WHAT IS NEEDED: Which lines run from the one containing "Target: door glass panel" to the end of the listing? Copy them out exactly, leaving out the rest.

_ _ _

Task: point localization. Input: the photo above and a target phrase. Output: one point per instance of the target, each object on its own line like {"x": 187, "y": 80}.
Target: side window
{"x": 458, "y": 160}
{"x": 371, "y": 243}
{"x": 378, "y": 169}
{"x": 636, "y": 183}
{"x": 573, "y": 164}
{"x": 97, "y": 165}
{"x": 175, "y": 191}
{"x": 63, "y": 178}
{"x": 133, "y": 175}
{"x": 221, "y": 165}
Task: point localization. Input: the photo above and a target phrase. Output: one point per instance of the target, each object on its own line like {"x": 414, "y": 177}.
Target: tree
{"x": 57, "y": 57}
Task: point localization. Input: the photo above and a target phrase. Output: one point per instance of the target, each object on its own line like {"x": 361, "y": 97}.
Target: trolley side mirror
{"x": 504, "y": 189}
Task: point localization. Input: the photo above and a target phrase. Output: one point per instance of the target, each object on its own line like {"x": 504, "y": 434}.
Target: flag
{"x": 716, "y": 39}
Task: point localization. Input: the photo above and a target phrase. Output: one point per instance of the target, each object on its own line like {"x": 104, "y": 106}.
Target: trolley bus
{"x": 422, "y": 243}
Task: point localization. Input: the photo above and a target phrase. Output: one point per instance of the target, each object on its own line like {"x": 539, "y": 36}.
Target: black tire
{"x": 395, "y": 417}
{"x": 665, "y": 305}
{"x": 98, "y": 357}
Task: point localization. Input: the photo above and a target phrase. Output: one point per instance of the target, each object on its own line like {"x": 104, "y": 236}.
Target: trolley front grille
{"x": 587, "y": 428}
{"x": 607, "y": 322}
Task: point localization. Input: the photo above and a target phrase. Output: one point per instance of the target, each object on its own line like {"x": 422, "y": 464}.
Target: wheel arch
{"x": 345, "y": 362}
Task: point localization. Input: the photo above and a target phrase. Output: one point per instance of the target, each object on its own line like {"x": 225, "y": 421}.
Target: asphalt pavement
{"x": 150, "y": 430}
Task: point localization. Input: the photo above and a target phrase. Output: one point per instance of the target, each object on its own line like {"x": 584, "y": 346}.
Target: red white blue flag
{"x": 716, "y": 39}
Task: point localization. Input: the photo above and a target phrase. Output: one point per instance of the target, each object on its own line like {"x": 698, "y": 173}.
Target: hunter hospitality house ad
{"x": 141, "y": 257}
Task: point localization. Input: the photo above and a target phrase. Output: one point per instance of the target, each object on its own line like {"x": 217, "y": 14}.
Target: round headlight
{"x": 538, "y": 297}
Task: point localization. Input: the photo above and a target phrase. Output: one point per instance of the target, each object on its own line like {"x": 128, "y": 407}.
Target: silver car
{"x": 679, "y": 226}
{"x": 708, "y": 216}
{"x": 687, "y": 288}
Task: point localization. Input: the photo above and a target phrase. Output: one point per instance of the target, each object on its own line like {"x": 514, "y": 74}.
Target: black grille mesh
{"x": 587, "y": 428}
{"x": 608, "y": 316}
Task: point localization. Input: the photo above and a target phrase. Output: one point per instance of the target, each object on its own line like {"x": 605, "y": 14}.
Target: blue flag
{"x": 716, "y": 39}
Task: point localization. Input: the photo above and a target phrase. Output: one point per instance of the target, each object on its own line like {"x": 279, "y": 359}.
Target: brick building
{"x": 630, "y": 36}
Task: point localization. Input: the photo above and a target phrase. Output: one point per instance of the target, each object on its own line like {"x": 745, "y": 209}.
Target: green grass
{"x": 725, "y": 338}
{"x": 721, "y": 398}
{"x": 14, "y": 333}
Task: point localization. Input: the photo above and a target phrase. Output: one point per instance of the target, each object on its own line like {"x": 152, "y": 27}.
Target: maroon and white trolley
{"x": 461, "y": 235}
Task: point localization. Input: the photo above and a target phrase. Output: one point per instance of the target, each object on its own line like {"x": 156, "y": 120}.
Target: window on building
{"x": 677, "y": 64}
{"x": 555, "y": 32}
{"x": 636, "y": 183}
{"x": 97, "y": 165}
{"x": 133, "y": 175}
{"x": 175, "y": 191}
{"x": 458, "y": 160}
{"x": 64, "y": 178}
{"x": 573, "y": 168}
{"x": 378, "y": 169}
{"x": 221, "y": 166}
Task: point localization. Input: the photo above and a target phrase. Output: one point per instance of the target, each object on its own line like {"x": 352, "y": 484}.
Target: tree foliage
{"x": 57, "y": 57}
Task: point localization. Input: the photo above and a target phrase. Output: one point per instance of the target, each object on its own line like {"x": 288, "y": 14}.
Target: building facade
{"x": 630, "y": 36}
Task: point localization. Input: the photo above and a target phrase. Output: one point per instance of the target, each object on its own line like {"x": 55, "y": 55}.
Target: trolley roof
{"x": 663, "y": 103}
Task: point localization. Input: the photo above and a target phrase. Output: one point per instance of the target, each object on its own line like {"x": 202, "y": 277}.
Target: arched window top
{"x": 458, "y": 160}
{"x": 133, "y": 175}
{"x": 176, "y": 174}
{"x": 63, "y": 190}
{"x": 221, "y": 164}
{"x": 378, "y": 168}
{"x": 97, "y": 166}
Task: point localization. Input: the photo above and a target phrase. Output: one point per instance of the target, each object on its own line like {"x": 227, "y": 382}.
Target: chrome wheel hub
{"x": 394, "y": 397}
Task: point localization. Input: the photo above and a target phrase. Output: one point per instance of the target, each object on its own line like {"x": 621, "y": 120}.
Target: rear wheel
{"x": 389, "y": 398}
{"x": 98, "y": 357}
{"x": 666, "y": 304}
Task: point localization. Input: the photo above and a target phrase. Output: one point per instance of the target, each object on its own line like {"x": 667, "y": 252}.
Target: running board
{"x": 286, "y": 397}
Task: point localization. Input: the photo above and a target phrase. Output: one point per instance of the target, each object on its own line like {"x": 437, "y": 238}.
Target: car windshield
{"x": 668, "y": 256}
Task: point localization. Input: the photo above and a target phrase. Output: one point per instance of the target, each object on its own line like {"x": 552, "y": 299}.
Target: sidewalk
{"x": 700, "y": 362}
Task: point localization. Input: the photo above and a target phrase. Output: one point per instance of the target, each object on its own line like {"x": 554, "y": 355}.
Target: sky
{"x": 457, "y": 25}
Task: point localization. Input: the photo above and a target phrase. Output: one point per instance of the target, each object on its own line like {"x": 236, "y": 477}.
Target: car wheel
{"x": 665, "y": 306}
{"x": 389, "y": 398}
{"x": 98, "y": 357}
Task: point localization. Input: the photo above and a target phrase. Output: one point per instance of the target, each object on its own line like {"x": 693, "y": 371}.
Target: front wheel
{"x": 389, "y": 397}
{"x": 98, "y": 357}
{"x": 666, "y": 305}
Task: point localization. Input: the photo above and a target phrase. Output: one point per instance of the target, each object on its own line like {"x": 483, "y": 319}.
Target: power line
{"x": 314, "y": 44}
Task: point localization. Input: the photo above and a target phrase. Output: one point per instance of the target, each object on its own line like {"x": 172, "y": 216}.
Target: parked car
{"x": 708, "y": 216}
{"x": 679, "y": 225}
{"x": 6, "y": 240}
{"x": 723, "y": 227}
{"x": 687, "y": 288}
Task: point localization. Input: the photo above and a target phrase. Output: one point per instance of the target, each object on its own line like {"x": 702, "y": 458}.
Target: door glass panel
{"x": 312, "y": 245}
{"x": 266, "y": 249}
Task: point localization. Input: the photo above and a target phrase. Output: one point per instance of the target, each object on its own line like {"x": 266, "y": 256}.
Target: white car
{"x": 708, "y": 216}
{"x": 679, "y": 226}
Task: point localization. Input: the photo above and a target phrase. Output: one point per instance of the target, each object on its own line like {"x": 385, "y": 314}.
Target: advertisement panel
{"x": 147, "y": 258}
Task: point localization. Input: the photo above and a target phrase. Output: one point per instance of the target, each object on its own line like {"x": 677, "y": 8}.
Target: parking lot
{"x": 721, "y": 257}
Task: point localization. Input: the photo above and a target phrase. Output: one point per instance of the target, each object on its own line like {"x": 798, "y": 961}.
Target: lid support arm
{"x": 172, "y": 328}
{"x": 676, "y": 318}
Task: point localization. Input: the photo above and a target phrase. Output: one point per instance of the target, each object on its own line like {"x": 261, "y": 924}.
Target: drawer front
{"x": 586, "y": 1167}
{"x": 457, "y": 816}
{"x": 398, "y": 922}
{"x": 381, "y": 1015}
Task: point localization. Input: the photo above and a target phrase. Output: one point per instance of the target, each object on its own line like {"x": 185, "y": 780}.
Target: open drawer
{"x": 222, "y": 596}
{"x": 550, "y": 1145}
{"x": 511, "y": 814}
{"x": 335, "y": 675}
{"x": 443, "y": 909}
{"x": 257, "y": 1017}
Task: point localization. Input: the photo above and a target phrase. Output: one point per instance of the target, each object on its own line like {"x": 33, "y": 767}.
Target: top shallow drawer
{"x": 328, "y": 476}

_ _ _

ANSWER TO THE EXERCISE:
Target: door glass panel
{"x": 312, "y": 245}
{"x": 266, "y": 249}
Task: point localization. Input: the photo above and a target phrase. Output: one point per instance of the target, each object on its own line like {"x": 266, "y": 256}.
Target: white car
{"x": 708, "y": 216}
{"x": 679, "y": 226}
Task: point localization. Input: the photo above and a target phrase. Output: one point per instance of the target, each object on its own line like {"x": 385, "y": 314}.
Target: advertisement panel
{"x": 147, "y": 258}
Task: point localization. Input: the photo above and a target phrase. Output: one point per instance of the target, each object on its own line like {"x": 677, "y": 8}.
Target: parking lot
{"x": 721, "y": 257}
Task: point localization. Input: the photo above and a target phrase. Output: one point per instance of the target, each object on its own line like {"x": 798, "y": 961}.
Target: lid support arm
{"x": 172, "y": 328}
{"x": 676, "y": 318}
Task: point localization. Input: the photo above and a target phrase. Output: one point per instance of the target, each object on its own line like {"x": 261, "y": 924}.
Target: drawer front
{"x": 586, "y": 1167}
{"x": 457, "y": 816}
{"x": 398, "y": 922}
{"x": 381, "y": 1015}
Task: point localization. Input: the photo above and a target phrase. Output: one point per instance of the target, each object on its own line like {"x": 185, "y": 780}.
Target: open drawer
{"x": 222, "y": 596}
{"x": 550, "y": 1145}
{"x": 511, "y": 814}
{"x": 335, "y": 675}
{"x": 443, "y": 909}
{"x": 257, "y": 1017}
Task: point localization. Input: the photo above and a target phrase. Output: one point per instance of the target, each object on its own line like {"x": 33, "y": 767}.
Target: top shallow drawer
{"x": 328, "y": 476}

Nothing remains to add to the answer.